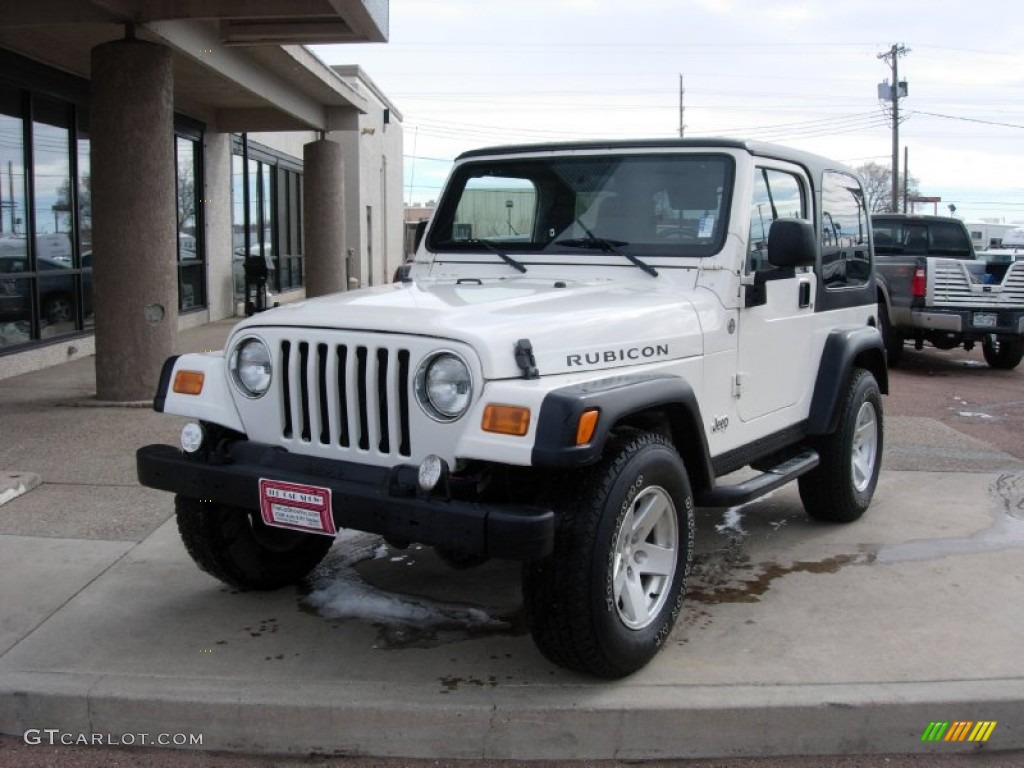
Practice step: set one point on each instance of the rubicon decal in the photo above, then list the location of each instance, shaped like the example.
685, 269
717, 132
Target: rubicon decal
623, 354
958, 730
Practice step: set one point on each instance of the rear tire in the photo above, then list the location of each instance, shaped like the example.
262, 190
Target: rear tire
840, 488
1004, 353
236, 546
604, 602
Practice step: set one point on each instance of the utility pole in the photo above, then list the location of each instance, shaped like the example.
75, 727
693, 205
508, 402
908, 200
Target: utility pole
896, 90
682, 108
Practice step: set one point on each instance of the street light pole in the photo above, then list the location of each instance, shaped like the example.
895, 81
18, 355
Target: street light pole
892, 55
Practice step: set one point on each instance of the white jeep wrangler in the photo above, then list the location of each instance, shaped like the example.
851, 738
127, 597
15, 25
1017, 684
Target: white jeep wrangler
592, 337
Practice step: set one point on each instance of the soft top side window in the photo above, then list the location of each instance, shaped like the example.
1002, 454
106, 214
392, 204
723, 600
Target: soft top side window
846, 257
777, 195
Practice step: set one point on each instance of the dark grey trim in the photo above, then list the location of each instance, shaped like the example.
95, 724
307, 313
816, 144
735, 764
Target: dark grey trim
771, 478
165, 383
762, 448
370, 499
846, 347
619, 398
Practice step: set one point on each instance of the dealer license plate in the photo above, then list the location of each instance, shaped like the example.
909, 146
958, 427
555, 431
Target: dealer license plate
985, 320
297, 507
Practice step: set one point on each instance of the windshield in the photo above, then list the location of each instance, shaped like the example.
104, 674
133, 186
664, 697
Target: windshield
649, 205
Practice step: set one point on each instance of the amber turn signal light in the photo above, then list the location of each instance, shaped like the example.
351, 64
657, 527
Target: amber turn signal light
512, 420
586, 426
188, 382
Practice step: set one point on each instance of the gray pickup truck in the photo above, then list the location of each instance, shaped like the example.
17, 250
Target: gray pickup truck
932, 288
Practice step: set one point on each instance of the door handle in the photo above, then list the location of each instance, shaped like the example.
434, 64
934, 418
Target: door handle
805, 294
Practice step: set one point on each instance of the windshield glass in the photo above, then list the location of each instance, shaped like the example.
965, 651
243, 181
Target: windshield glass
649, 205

____________________

• WHAT THE TASK ASKS
Reproduce all of the data above with each "Target" swapped for "Object" and everything else left unchanged. Leave the pictures out of your answer.

• REPLY
Practice step: set one point on each instance of the rubicon decal in the photo above, then list the location of each instance, shaped like the example.
685, 269
717, 132
Object: rubicon decal
623, 354
958, 730
Practice step: set one point on each instance of the rear tire in the photo above, then list the location of each instance, shaped like the example.
262, 190
Object: rear tire
840, 488
1004, 353
236, 546
604, 602
Practice step: set one point on each instance of the utility pole in the photo above, then list the location of each instance, shaped like the example.
75, 727
693, 205
508, 402
908, 200
Object: utility pole
896, 90
682, 108
Practice step: set one point on each instance of the street light pole in the photo above, then list the location of each instance, shaped like the example.
895, 81
18, 355
Object: street light pole
892, 55
Practice step: set one point on each instance of the white jeep wrangler in the photo above, then list the location of each instance, shaped like the example.
851, 738
127, 597
15, 25
1017, 684
Object: white jeep wrangler
592, 337
Practice step: set one point on each instance of the soft top side window in the photo above, then list the location of each instance, shaped like the example.
1002, 454
106, 214
392, 204
723, 600
Object: soft top side window
846, 257
777, 195
Practice step: set one point on each instance of the dark grey trim in the photo above, then list the location of each instance, shaped like the example.
95, 724
307, 313
816, 144
735, 764
Object: dark grey trim
771, 478
165, 383
762, 448
370, 499
846, 347
619, 398
Practice step: set one point on each instance of the dealer license plate in the photo above, then list the location of each instance, shaped like the example.
909, 146
958, 427
555, 431
Object: dealer license plate
985, 320
297, 507
Practice step: set one point on each instance of the windshield in the photo above, then list the location of each instance, shaped like the example.
104, 674
133, 186
664, 697
Object: windshield
649, 205
Practice step: set one point on each instance of the amber turn signal light in the photo above, then list the location of each instance, shaped like the example.
351, 64
657, 527
Object: amber turn signal light
512, 420
586, 426
188, 382
Practice step: set one point on each instance of the gray pickup truck in the photo above, then list the location of each instance, shaped like the example.
17, 250
Object: gray pickup truck
932, 288
Practice step: set one point on each instance of the door handle in the photo above, then list the location of each instance, shaped like the example.
434, 64
934, 418
Object: door handle
805, 294
Practice step: set one point on each instance of the windshield glass in the photo above, then list the location of each instance, shaped like the example.
965, 651
243, 181
Object: windshield glass
649, 205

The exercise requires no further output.